_PROBLEM SET_
1: List every person named in the text about the Ceduna arts centre below.
2: Reproduce the text about the Ceduna arts centre below word for word, from "The Centre Coordinator" to "chance to help.".

_TEXT BLOCK_
The Ceduna Aboriginal Arts and Culture Centre is located on the beautiful far west coast of the Eyre Peninsula in South Australia. It first opened its doors in 2001, giving local artists an opportunity to explore a variety of art mediums including pottery and ceramics.

The Centre is a place where people can access workshops, training and materials, and facilities for the production of Aboriginal visual arts. It also enables artists to promote and sell their work, offering them an opportunity for sustainable income and economic independence.

The Centre Coordinator at the time, Eloise  approached ICV to help find a volunteer with experience in ceramics. The Centre had a gas kiln to fire pottery but nobody with the expertise to work it, so there were many unfinished pieces sitting in storage. Giving artists the skills to finish their products would allow them to be ready for sale through the gallery and new website.

ICV volunteer and husband and wife team Jack and Jill, both experienced artists, jumped at the chance to help.

Their first job was to see if the kiln was still in good working order, before working with the artists  showing them how to glaze and prepare their pottery and use the kiln for firing. In spite of difficulties with the kiln controller, they completed two firings and artists now also have written instructions for future firings.

Eyre Futures is a local organisation which helps youths maximise their education and employment opportunities. Participants in their hospitality program joined the ceramics workshops to decorate and glaze cups, bowls and plates ready for firing. Their aim was to sell the items at the hospitality skills development cafe “Bernadette’s Place”, located within the Arts Centre.

Artworks are now available for sale at the Arts Centre,  and Eyre Futures has kindly offered to purchase a badly needed new controller for the kiln.

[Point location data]
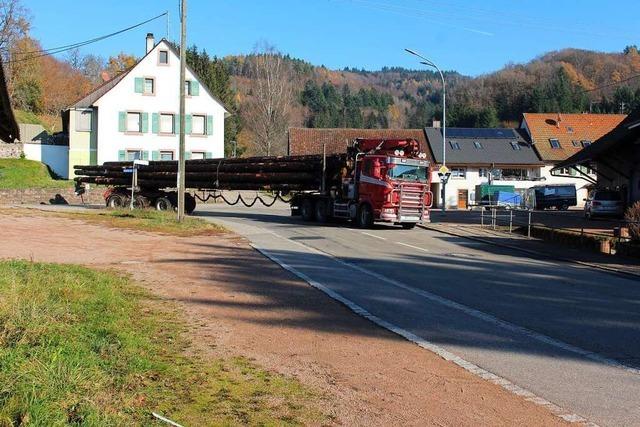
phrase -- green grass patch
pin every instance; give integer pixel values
(85, 347)
(151, 220)
(23, 173)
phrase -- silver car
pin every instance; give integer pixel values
(603, 203)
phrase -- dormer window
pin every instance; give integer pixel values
(163, 57)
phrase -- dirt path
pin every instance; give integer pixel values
(239, 303)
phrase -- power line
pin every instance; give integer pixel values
(53, 51)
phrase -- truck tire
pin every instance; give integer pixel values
(364, 219)
(115, 201)
(163, 204)
(322, 211)
(306, 210)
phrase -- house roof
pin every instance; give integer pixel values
(569, 129)
(495, 147)
(627, 131)
(310, 140)
(9, 131)
(89, 99)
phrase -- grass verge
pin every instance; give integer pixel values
(22, 173)
(150, 220)
(85, 347)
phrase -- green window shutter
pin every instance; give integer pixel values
(155, 123)
(209, 125)
(122, 121)
(139, 84)
(176, 123)
(145, 122)
(187, 124)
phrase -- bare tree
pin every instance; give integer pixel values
(268, 107)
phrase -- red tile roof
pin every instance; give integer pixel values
(309, 141)
(569, 129)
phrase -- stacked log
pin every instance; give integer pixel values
(286, 173)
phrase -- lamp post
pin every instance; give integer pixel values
(444, 175)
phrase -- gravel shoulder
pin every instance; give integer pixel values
(239, 303)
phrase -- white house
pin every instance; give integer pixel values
(473, 154)
(136, 114)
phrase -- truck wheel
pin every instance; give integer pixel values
(365, 216)
(322, 211)
(115, 201)
(307, 210)
(163, 204)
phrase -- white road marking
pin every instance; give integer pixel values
(427, 345)
(412, 247)
(372, 235)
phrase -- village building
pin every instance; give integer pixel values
(476, 156)
(556, 136)
(135, 115)
(615, 159)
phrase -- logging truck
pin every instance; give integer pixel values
(376, 180)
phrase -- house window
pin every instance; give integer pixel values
(166, 155)
(134, 122)
(166, 123)
(163, 57)
(149, 86)
(83, 121)
(133, 155)
(459, 173)
(199, 125)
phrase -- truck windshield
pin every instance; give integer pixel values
(407, 173)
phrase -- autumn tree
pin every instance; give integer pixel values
(267, 110)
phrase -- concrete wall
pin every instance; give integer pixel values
(54, 156)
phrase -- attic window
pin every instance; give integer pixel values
(163, 57)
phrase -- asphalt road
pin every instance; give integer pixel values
(567, 333)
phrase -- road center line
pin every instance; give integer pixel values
(477, 313)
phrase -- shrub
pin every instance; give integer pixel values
(632, 216)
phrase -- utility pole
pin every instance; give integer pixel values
(183, 61)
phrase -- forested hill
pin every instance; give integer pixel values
(561, 81)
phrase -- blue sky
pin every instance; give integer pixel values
(471, 37)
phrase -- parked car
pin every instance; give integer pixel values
(603, 203)
(559, 196)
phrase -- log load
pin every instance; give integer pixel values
(284, 173)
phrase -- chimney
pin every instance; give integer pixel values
(150, 42)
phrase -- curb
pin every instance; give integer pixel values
(626, 274)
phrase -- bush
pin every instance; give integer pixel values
(632, 216)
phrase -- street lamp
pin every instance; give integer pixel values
(444, 175)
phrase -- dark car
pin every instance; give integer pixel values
(559, 196)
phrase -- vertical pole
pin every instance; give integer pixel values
(183, 60)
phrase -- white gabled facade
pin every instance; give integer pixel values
(139, 115)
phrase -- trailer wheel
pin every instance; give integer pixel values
(365, 216)
(322, 211)
(163, 204)
(115, 201)
(307, 210)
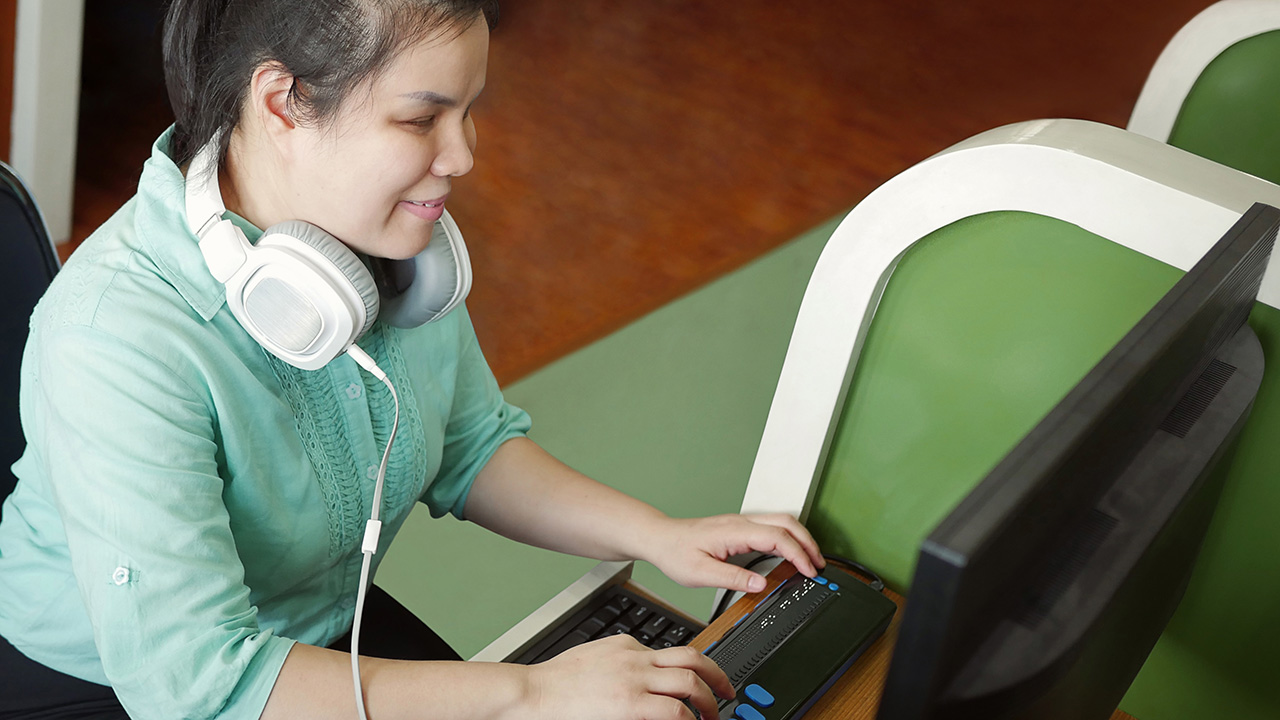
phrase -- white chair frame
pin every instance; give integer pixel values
(1203, 39)
(1144, 195)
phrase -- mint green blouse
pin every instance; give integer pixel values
(188, 506)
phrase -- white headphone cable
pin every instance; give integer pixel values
(373, 528)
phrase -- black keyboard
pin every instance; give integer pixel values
(796, 642)
(616, 611)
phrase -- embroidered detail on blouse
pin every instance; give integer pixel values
(316, 400)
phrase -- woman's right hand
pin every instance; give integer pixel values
(617, 678)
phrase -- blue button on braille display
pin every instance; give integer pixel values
(758, 695)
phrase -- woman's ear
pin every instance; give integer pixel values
(270, 91)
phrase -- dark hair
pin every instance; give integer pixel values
(211, 49)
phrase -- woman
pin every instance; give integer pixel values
(186, 533)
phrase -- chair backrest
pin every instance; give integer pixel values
(1215, 90)
(27, 265)
(997, 273)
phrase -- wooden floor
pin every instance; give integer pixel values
(630, 153)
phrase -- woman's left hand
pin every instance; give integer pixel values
(694, 552)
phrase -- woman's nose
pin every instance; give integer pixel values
(456, 155)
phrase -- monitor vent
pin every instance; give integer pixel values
(1063, 565)
(1197, 399)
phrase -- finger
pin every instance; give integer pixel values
(776, 541)
(661, 707)
(693, 660)
(682, 683)
(799, 532)
(720, 574)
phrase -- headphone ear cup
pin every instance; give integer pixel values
(434, 282)
(339, 255)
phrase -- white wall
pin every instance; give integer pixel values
(46, 104)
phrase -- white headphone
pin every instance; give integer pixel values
(302, 294)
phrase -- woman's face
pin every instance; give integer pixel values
(378, 176)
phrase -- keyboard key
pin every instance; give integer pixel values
(616, 629)
(758, 695)
(567, 642)
(607, 614)
(590, 627)
(677, 634)
(638, 614)
(656, 625)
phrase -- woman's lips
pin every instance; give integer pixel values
(429, 210)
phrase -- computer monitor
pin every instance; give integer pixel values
(1042, 593)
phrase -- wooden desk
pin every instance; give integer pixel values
(856, 693)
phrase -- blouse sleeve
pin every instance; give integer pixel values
(480, 420)
(132, 456)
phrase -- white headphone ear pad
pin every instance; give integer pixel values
(440, 279)
(342, 258)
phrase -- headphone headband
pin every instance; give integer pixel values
(302, 294)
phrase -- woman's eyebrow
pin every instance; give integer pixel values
(432, 98)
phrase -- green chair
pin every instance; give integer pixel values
(956, 305)
(1215, 90)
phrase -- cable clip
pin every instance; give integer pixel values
(373, 529)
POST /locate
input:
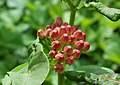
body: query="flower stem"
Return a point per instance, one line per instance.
(60, 79)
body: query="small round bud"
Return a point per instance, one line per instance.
(52, 53)
(54, 34)
(47, 32)
(41, 34)
(69, 60)
(63, 30)
(56, 45)
(76, 53)
(64, 38)
(59, 21)
(72, 39)
(59, 68)
(78, 34)
(83, 37)
(79, 44)
(68, 50)
(86, 46)
(73, 29)
(48, 27)
(65, 24)
(59, 57)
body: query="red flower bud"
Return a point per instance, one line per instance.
(41, 34)
(59, 21)
(59, 57)
(65, 24)
(83, 37)
(52, 53)
(79, 44)
(69, 60)
(64, 38)
(47, 32)
(78, 34)
(63, 30)
(73, 29)
(72, 39)
(56, 45)
(48, 27)
(59, 68)
(58, 29)
(54, 34)
(76, 53)
(68, 50)
(86, 46)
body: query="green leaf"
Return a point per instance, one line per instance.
(32, 73)
(79, 75)
(6, 80)
(95, 69)
(111, 13)
(91, 74)
(75, 75)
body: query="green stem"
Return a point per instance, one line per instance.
(60, 79)
(72, 16)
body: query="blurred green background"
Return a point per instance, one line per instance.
(20, 20)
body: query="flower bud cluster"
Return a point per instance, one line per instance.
(67, 43)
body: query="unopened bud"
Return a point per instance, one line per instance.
(59, 68)
(59, 57)
(56, 45)
(76, 53)
(79, 44)
(86, 46)
(78, 34)
(54, 34)
(69, 60)
(52, 53)
(41, 34)
(68, 50)
(64, 38)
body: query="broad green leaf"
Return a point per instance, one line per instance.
(95, 69)
(75, 75)
(111, 13)
(32, 73)
(6, 80)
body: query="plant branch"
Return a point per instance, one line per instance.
(60, 79)
(70, 4)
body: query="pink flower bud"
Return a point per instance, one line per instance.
(68, 50)
(59, 57)
(59, 21)
(69, 60)
(47, 32)
(48, 27)
(63, 30)
(65, 24)
(73, 29)
(76, 53)
(52, 53)
(79, 44)
(59, 68)
(54, 34)
(54, 26)
(83, 37)
(58, 29)
(78, 34)
(41, 34)
(64, 38)
(56, 45)
(72, 39)
(86, 46)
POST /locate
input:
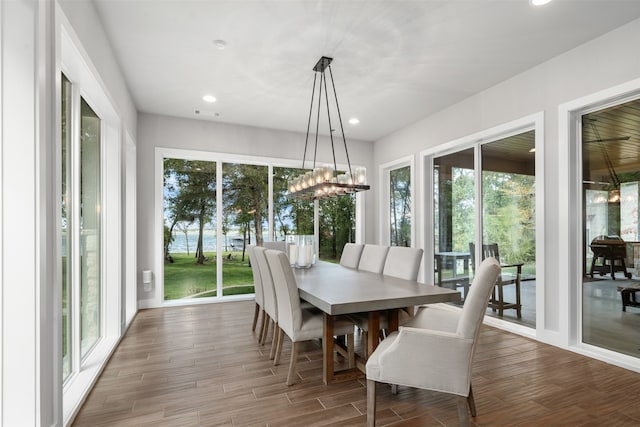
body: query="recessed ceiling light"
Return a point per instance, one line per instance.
(220, 44)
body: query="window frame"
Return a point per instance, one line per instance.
(385, 170)
(156, 294)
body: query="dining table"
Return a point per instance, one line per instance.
(338, 290)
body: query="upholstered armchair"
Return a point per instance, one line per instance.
(351, 255)
(434, 351)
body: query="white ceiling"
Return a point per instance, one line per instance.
(395, 62)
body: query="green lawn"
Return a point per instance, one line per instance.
(184, 278)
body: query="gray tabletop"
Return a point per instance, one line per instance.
(339, 290)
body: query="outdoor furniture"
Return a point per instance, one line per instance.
(454, 281)
(435, 350)
(337, 291)
(610, 251)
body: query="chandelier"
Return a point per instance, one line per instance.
(326, 181)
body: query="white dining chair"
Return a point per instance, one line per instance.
(402, 262)
(257, 285)
(298, 324)
(270, 304)
(435, 350)
(373, 258)
(351, 255)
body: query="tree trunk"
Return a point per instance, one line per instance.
(200, 249)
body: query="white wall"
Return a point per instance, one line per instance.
(604, 62)
(87, 26)
(170, 132)
(27, 314)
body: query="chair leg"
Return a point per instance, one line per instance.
(264, 316)
(463, 411)
(471, 402)
(351, 350)
(274, 341)
(292, 364)
(265, 328)
(371, 403)
(276, 358)
(493, 299)
(256, 311)
(518, 304)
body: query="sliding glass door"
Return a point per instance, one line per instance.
(212, 210)
(611, 235)
(502, 173)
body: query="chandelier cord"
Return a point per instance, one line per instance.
(306, 141)
(326, 96)
(344, 140)
(318, 119)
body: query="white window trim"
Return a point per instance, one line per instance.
(570, 219)
(156, 295)
(76, 65)
(534, 121)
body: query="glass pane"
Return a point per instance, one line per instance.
(189, 229)
(454, 218)
(90, 241)
(611, 235)
(65, 159)
(244, 222)
(400, 206)
(337, 225)
(508, 220)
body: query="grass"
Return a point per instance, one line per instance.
(184, 278)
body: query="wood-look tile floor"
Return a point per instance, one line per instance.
(201, 366)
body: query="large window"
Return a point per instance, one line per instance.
(610, 212)
(397, 202)
(80, 228)
(65, 267)
(400, 206)
(89, 228)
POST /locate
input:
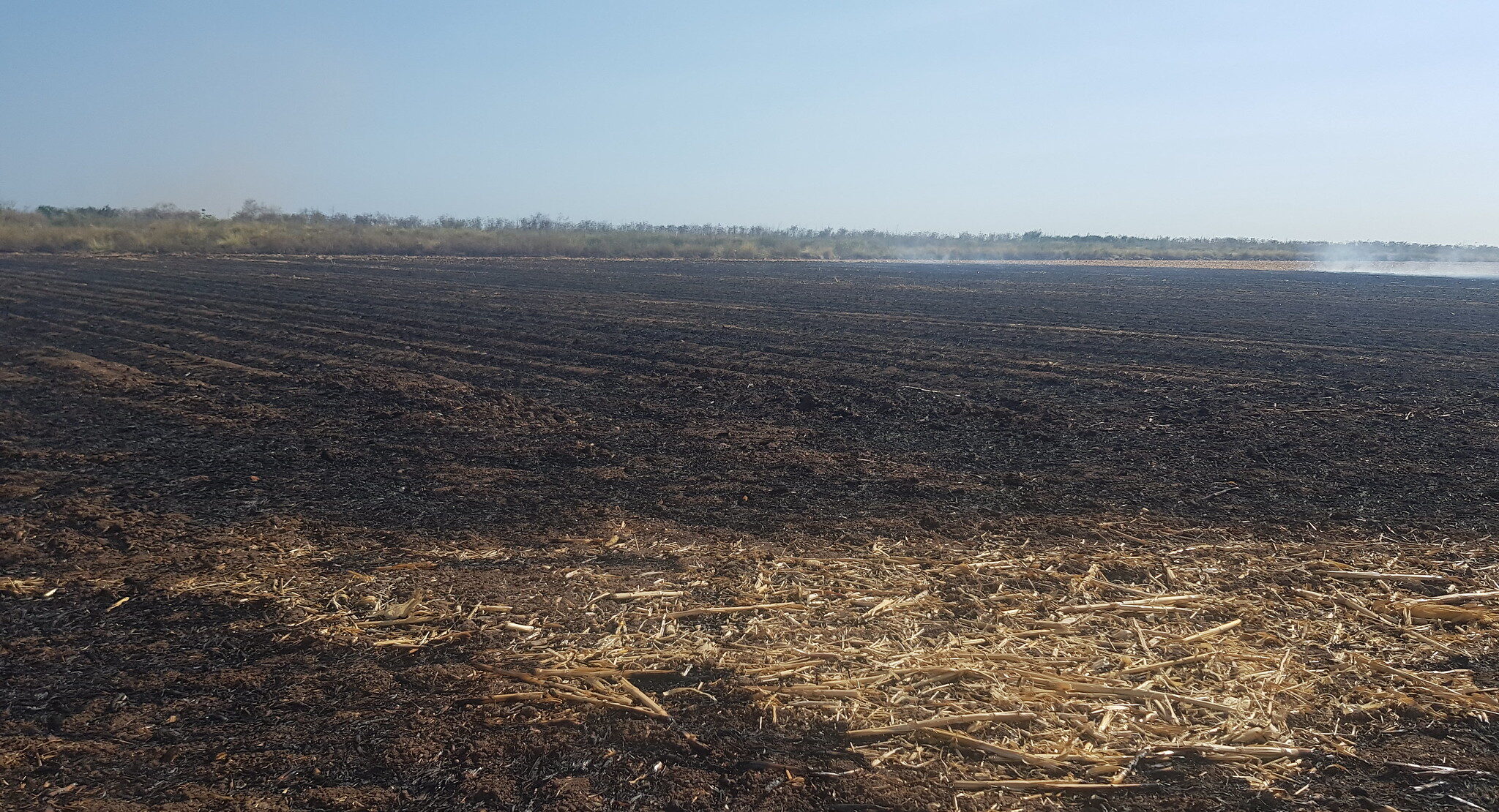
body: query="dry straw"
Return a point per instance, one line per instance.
(1008, 666)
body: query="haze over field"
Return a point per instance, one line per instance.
(1276, 120)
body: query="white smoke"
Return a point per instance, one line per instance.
(1354, 260)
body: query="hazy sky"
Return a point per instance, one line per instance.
(1344, 120)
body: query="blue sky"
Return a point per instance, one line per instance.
(1344, 120)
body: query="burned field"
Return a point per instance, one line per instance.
(429, 534)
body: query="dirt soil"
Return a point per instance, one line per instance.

_EXERCISE ANSWERS_
1: Eloise, Jack, Jill

2:
The Centre Coordinator at the time, Eloise  approached ICV to help find a volunteer with experience in ceramics. The Centre had a gas kiln to fire pottery but nobody with the expertise to work it, so there were many unfinished pieces sitting in storage. Giving artists the skills to finish their products would allow them to be ready for sale through the gallery and new website.

ICV volunteer and husband and wife team Jack and Jill, both experienced artists, jumped at the chance to help.